Задания:
a – Объясните по статье об «Ученике дьявола», почему автор называет пьесу довольно смелым поступком Шоу.
b – Перепишите фрагмент статьи от слов «Пьеса написана еще» до слов «его следующих пьес.», заменив «парадоксами» на «остротами».

Исходный текст:
*-*-*

Философия, политика, искусство, просвещение

«Ученик дьявола»

Довольно часто в различных общих оценках драматургии Бернарда Шоу его пьеса «Ученик дьявола» выдвигается как «одна из лучших». Я присоединяюсь к этому мнению.

Пьеса написана еще относительно молодым Шоу.1 В то время он не дошел еще до той чрезмерной изощренности, до того желания все время удивлять парадоксами, которые позднее часто скорее вредили подлинному эффекту его вещей, чем способствовали ему. Нет никакого сомнения, что «Ученик дьявола» написан проще его следующих пьес.

Вещь эта была написана во время англо–бурской войны.2 Скептический ирландец, антибритт Шоу совершил довольно смелый акт своей пьесой, ибо последняя напомнила неприятное поражение, которое нанесли великобританскому льву заокеанские колонии, и как бы намекнула на возможность такого же окончания той новой войны, которую вел тогда английский империализм.

В пьесе есть острые политические стороны. То, что говорится об английском военном министерстве, о его тупости, о том, что «английский солдат никогда не победит, пока им руководит английское военное министерство»,3 — звучало в свое время как памфлет. Характерен с этой стороны и образ генерала Бэргойна.

Это подлинный представитель английской империалистической аристократии. Он очень культурен и умен, ему все понятно, он иронизирует над Англией, ее политикой, ее армией, чаще — над самим собой. Его ирония изящна и цинична. Но это вовсе не развинченный и сомневающийся в себе аристократ. Наоборот, это подлинный представитель настоящих хозяев. Он позволяет себе отрицать промахи своей «компании».

Он ясно видит, когда положение становится безнадежным, и готов идти на уступки, но на самом деле за его циничными насмешками чувствуется такая же циничная жестокость. С вежливыми и умными прибаутками, радуясь, что в подсудимом он нашел «остроумного джентльмена», он тем не менее вешает этого джентльмена. Так же точно британский генерал проводит какие угодно кары самого жестокого свойства, если это необходимо для сохранения власти его класса.

Орудием власти класса, к которому принадлежит генерал Бэргойн, является английская солдатчина. Шоу частенько возвращается к критике английской солдатчины. Он дает в этом отношении еще несколько необычайно блестящих черт в самой последней своей комедии — «Слишком правдивый, чтобы быть красивым».4 И в данной пьесе бурбон майор — тупой, честный, храбрый и вместе с тем негодяй именно в силу своего бурбонства, безмозглый и безмолвный офицер–сержант, склонный брать взятки, болтать, добродушничать, но готовый выполнить безропотно любое, самое жестокое приказание, — это вот солдатчина. За армией как целым Шоу начисто отрицает патриотизм, указывая на то, сколько небриттов состоит в этой армии.

*-*-*

Сохранённые данные:
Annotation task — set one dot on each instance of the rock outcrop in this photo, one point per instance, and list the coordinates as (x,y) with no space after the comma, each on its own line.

*-*-*

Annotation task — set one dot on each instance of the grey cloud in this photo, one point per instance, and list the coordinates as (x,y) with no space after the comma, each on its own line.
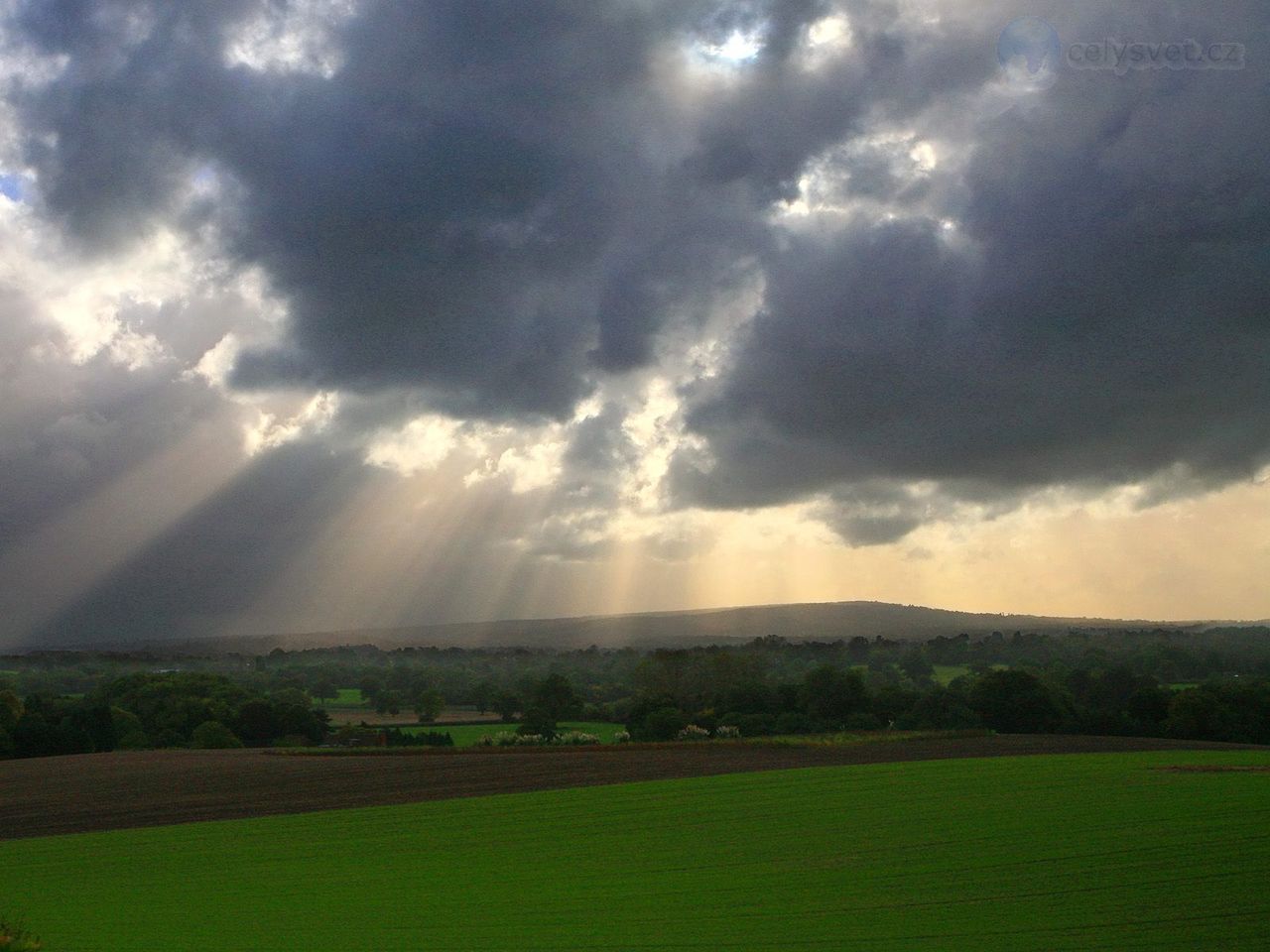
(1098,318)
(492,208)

*-*-*

Ответы:
a – Пьеса была написана во время англо-бурской войны и напоминала о неприятном поражении, которое заокеанские колонии нанесли великобританскому льву. Кроме того, она как бы намекала, что новая война английского империализма может окончиться так же.

b –
Пьеса написана еще относительно молодым Шоу.1 В то время он не дошел еще до той чрезмерной изощренности, до того желания все время удивлять остротами, которые позднее часто скорее вредили подлинному эффекту его вещей, чем способствовали ему. Нет никакого сомнения, что «Ученик дьявола» написан проще его следующих пьес.